-- DATASET RECORDS start --
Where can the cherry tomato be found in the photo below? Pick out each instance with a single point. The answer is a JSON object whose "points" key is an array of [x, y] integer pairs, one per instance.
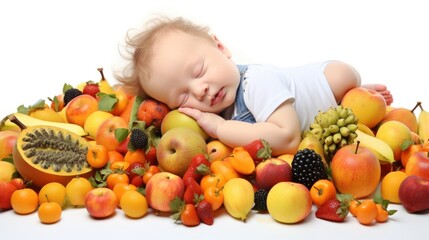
{"points": [[322, 191], [353, 205], [189, 216], [213, 179], [367, 212], [115, 178], [97, 156]]}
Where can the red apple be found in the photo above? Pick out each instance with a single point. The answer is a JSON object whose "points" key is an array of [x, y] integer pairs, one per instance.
{"points": [[418, 164], [152, 112], [414, 193], [272, 171], [355, 170], [162, 188], [79, 108], [176, 149], [101, 202]]}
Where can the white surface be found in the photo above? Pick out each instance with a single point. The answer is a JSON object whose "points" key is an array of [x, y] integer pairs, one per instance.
{"points": [[45, 44]]}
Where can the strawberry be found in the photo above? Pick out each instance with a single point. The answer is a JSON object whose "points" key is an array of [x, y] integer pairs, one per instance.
{"points": [[151, 155], [336, 209], [259, 150], [205, 212], [197, 168], [91, 88], [192, 191]]}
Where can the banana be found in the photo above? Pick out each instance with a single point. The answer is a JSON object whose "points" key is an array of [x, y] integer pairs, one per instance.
{"points": [[423, 124], [31, 121], [238, 197], [380, 148]]}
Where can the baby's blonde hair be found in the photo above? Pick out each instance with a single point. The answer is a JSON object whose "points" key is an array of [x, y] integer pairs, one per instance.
{"points": [[140, 46]]}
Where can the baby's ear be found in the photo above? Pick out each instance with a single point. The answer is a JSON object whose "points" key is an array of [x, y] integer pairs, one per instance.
{"points": [[221, 46]]}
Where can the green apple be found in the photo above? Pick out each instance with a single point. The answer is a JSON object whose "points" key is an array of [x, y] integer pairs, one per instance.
{"points": [[176, 148], [174, 119], [94, 120]]}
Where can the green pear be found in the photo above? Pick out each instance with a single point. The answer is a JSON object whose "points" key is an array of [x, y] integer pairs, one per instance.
{"points": [[310, 142]]}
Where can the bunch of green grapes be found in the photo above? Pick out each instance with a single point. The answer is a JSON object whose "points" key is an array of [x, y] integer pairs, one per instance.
{"points": [[334, 128]]}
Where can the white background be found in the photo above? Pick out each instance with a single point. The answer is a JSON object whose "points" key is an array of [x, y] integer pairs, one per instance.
{"points": [[44, 44]]}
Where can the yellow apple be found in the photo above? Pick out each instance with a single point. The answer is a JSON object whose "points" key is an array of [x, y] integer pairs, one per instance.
{"points": [[177, 147], [368, 105], [394, 133], [289, 202], [94, 120], [175, 119]]}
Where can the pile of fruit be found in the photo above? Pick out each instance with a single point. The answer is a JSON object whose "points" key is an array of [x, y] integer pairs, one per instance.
{"points": [[95, 147]]}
-- DATASET RECORDS end --
GOAL »
Copy out all the entries exactly. Images stay out of the copy.

WRITTEN SOLUTION »
Where can the cherry tomato be found in the photo below? Pick out each instance with a single point. The answer is a JSON object whose "points" key is an array of [x, y] integer pairs, one per instance.
{"points": [[322, 191], [353, 205], [189, 216], [213, 179], [367, 212], [115, 178], [97, 156]]}
Where can the red apple be found in the photo above? Pick out each instance with a single point. The answer is a JSON object whose "points" key is an array of [x, y] integer pairs, one per instance.
{"points": [[418, 164], [152, 112], [414, 193], [272, 171], [355, 170], [162, 188], [79, 108], [176, 149], [101, 202]]}
Where can the white surface be found in the photo above? Pick out each instance with a single point. The answer is a JSON object whose "points" key is an array of [x, y] integer pairs, one per instance.
{"points": [[45, 44]]}
Where can the strawberry be found in the photo above? Pick out each instance with a single point. The answer is a JSON object whose "points" key is an array of [x, y] integer pairs, one per instance.
{"points": [[151, 155], [336, 209], [259, 150], [205, 212], [197, 168], [91, 88], [192, 191]]}
Where can the banana be found in the photo above? Pick out each instance with a single point. The answer is a JSON object whose "points" key is an array of [x, y] integer pairs, one per instance.
{"points": [[423, 124], [31, 121], [238, 197], [380, 148]]}
Where can the baby's blonde hair be found in the photo above? Pick out each instance with a single point. The answer is a JSON object whose "points" key is an array of [x, y] integer pairs, one per instance.
{"points": [[140, 46]]}
Where can the baby's ear be found in the photo above? Pick out each instance with a single point. The answer is a JSON object whose "points" key is an array of [x, y] integer pairs, one per instance.
{"points": [[221, 46]]}
Where can the green apple be found in the photo above? Pick out each instance with a single point. The answer is a JSON object whose "points" key is an array of [x, y] integer pairs, one per instance.
{"points": [[176, 148], [174, 119], [94, 120]]}
Where can the green pear be found in the photo above? Pick out each instance with a single point. The answer is a JSON object whose "points" key is an array of [x, y] integer pairs, one per instance.
{"points": [[310, 142]]}
Where can the bunch of green grapes be found in the photo above? Pick out each instance with a single point. The answer is a JSON object whose "points" key is an array of [x, y] integer pairs, one per instance.
{"points": [[334, 128]]}
Where can the white background be found in the photo above? Pick out each instance with a single point. The answer is a JSON object whose "points" key is an array of [x, y] integer pairs, one per instance.
{"points": [[44, 44]]}
Where can the yellow apple be found in the photo above? Pick out each instance with a single point. The answer is a JSON object whose "points" key is an array of [x, y] integer pairs, one per instance.
{"points": [[177, 147], [368, 105], [394, 133], [289, 202], [94, 120], [175, 119]]}
Where can the pile of fruit be found in the photo above? Pick out each instance with a single point. The answer is a JSON object whose "points" key is an array of [x, y] integer pairs, one per instance.
{"points": [[95, 147]]}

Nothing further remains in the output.